Task requirements -
Could you rewrite the rows from the line with "Where can the bride's arm" to the line with "<point>635,530</point>", keeping every line and shifting each answer coordinate by adding 75 to both of its numbers? The sample points after "written like" stay unchanged.

Given records -
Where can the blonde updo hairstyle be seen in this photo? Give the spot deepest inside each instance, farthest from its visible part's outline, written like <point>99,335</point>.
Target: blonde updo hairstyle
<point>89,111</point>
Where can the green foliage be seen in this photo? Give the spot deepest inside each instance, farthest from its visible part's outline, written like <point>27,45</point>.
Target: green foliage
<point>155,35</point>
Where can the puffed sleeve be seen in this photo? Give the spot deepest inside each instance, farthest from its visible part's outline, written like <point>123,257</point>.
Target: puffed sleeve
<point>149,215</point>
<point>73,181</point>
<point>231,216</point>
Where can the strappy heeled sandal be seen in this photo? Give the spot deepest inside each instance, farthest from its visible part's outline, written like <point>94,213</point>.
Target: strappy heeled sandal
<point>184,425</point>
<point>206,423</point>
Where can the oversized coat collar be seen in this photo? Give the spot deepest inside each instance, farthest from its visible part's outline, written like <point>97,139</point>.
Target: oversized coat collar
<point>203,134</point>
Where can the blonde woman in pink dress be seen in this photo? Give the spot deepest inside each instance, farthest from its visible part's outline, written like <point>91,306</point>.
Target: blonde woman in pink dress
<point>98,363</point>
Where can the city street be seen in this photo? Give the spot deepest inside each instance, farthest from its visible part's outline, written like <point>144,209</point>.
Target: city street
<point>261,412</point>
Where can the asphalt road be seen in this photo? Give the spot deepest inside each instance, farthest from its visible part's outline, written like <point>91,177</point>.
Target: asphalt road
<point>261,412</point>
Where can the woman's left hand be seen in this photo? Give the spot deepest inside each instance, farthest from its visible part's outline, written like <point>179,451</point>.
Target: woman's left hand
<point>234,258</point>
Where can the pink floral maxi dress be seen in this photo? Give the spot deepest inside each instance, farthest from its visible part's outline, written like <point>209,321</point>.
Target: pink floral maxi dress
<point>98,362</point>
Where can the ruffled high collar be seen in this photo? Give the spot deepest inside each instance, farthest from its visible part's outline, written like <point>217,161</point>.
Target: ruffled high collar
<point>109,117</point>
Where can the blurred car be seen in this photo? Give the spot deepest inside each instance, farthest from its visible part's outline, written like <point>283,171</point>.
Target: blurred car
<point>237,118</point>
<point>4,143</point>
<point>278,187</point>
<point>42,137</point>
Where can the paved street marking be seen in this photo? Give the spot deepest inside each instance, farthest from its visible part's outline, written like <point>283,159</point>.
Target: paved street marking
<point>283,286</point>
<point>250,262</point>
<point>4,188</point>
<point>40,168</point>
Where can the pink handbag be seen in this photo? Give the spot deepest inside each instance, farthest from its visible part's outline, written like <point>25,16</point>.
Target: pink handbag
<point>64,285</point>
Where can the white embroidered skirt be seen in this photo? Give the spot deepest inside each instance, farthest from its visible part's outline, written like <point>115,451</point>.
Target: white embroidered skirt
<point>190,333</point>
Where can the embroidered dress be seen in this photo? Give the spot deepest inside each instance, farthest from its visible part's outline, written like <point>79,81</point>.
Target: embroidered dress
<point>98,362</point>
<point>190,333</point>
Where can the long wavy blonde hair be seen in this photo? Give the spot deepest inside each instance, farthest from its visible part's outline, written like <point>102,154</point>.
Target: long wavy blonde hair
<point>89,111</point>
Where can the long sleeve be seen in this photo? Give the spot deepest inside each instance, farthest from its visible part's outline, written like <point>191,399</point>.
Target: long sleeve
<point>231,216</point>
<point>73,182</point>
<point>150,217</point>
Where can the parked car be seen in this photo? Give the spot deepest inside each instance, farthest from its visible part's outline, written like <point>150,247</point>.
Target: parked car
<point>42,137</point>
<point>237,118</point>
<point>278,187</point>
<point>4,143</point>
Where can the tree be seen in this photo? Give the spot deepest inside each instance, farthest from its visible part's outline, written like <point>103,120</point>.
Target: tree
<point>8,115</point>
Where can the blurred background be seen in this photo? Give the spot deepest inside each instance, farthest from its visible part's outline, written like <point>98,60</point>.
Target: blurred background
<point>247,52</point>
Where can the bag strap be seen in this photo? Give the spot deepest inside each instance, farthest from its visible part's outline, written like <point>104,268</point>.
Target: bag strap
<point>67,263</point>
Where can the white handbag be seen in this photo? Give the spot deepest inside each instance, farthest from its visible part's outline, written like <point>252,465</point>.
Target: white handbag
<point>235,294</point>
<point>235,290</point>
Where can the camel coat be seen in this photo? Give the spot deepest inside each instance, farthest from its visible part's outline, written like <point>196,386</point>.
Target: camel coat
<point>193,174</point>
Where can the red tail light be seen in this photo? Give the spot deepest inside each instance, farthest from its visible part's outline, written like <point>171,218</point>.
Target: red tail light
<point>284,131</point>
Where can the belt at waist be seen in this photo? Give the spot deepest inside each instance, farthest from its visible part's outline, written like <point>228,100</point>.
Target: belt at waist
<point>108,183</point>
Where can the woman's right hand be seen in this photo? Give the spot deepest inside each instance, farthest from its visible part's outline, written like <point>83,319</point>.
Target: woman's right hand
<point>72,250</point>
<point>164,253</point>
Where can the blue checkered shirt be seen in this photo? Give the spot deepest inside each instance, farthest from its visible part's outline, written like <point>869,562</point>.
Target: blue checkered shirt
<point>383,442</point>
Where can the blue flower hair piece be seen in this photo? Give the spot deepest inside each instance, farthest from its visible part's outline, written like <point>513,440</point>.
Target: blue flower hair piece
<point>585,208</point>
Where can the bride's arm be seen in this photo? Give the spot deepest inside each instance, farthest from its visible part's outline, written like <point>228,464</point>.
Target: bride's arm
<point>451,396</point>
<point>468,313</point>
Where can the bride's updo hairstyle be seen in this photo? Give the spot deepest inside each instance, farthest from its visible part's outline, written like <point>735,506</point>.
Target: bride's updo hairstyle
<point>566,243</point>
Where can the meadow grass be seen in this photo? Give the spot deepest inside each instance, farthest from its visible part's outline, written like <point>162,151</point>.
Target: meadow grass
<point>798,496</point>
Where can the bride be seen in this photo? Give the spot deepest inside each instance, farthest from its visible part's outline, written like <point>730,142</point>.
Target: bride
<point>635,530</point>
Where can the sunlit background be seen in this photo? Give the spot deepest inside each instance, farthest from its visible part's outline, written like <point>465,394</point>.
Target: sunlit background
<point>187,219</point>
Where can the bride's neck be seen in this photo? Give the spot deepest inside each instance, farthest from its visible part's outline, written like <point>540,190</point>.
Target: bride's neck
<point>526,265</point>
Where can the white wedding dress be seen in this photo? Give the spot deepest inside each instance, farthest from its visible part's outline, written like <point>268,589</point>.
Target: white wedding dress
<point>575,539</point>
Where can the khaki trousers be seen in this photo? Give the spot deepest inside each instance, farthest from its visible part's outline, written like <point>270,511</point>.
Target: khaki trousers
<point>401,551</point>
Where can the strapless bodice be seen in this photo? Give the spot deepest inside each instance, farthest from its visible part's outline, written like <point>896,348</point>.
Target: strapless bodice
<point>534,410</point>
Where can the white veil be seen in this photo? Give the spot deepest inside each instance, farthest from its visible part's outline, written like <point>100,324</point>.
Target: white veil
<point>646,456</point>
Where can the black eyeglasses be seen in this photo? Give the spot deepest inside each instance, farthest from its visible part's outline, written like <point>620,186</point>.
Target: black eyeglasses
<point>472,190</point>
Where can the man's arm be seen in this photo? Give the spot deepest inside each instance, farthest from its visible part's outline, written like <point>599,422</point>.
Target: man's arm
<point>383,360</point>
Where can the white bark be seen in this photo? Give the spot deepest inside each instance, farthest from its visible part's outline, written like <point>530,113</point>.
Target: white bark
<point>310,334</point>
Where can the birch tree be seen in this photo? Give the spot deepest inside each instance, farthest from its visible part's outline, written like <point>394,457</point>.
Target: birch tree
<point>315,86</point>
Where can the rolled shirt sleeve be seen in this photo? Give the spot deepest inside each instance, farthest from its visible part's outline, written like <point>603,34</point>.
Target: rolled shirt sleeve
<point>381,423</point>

Complete response -
Where can the bride's arm be seen in this photo? Give the spot deepest inside each instance, farthest from its visible part's outline, written like <point>228,464</point>.
Target: bride's arm
<point>526,471</point>
<point>543,388</point>
Where can the bride's updo hairstyle be seen in this photo? Give the spot deepest inside each instance, farthest from its visible part's outline, written like <point>735,506</point>.
Target: bride's updo hairstyle
<point>641,318</point>
Where can the meadow grass be seen in this photo? Give the spot deepest inside each instance, farthest from its visible part's outline, written like <point>162,151</point>.
Target: meadow grass
<point>873,571</point>
Where can the bride be seen in this photo? Give the spot deepest inside each instance, farthest from its visible part's outline, written like <point>730,142</point>.
Target: bride
<point>710,605</point>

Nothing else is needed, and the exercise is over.